— Task —
Please retype every entry, keeping each one exactly as written.

[Start of Attachment]

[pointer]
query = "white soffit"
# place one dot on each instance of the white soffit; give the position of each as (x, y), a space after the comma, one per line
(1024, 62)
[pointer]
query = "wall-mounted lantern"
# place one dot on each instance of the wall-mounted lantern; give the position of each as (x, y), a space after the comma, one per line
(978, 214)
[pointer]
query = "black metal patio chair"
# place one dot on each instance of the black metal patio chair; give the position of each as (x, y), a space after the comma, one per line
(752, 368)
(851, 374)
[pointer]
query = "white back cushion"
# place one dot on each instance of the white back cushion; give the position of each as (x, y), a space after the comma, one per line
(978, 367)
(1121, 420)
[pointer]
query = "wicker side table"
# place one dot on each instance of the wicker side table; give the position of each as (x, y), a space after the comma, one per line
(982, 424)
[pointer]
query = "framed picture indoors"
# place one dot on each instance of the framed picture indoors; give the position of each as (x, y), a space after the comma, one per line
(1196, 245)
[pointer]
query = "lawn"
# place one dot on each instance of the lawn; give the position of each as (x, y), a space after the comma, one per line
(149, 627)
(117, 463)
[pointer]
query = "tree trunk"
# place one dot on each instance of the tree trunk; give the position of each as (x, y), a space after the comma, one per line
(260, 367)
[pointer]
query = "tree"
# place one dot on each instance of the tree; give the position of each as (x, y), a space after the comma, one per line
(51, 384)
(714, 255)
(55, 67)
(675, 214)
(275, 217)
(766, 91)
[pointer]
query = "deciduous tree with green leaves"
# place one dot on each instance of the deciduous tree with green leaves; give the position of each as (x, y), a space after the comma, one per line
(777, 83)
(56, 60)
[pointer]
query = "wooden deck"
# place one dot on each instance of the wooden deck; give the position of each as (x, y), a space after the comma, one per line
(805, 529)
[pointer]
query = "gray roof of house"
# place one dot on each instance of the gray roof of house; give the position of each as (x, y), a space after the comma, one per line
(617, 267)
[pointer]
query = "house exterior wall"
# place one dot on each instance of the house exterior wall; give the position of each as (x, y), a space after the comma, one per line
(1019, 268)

[End of Attachment]

— Exercise answer —
[pointer]
query = "white soffit"
# place one dot on each instance of the white soffit; give the position of each as (x, y), a space after the comma, one per line
(1024, 62)
[pointer]
query = "wall-mounted lantern"
# place one dot on each instance of the wall-mounted lantern; give the position of each as (x, y), a space after the comma, one per line
(978, 214)
[pointer]
query = "black metal patio chair"
# place one dot on each instance of the black metal patio chair; give the position of each as (x, y), a space after the comma, one per line
(752, 368)
(851, 374)
[pointer]
query = "white back cushion"
# place one dot on each instance of the white back cushion; give the position of each as (x, y), a space after the comma, one per line
(978, 367)
(1121, 420)
[pointer]
query = "wicker side table"
# place one dot on each instance of the wicker side table; give the position of each as (x, y), a space after the comma, one per line
(982, 424)
[pointer]
query = "framed picture indoors"
# place one dot on each instance of the framed picture indoors; give the position of each as (x, y), a space after the comma, one per line
(1196, 245)
[pointer]
query = "lawn"
# place one dot on each instance of the lawn; give the position of each as (x, y), a space after the comma, one per line
(149, 627)
(117, 463)
[pointer]
query = "tree trunk"
# place one dot on each instance of the tree trunk; give the position of each as (x, y), a space after the comma, one per line
(260, 367)
[pointer]
query = "tree"
# place one dot on each instance of the tree; give the position of each as (x, y), a space after the comma, one per line
(51, 384)
(714, 255)
(55, 67)
(675, 214)
(275, 217)
(766, 91)
[pointer]
query = "deciduous tree with green leaves"
# place one dot on each instance of the deciduous tree with green leaves; give the position of each as (x, y), a space after the comma, one per line
(777, 83)
(56, 60)
[pointer]
query = "wooden deck"
# place one dot on each instance of the wooden deck; give the position of each as (x, y), a space after the comma, one per line
(805, 529)
[pointer]
query = "gray roof of house"
# place one dot on each instance of the gray roof of house; give the position of each as (x, y), a space after the comma, one per line
(617, 267)
[pointer]
query = "house exterior wall"
# place one dot on each instance of the house exterior wall; give the position of each as (x, y), a space after the comma, one per line
(1019, 268)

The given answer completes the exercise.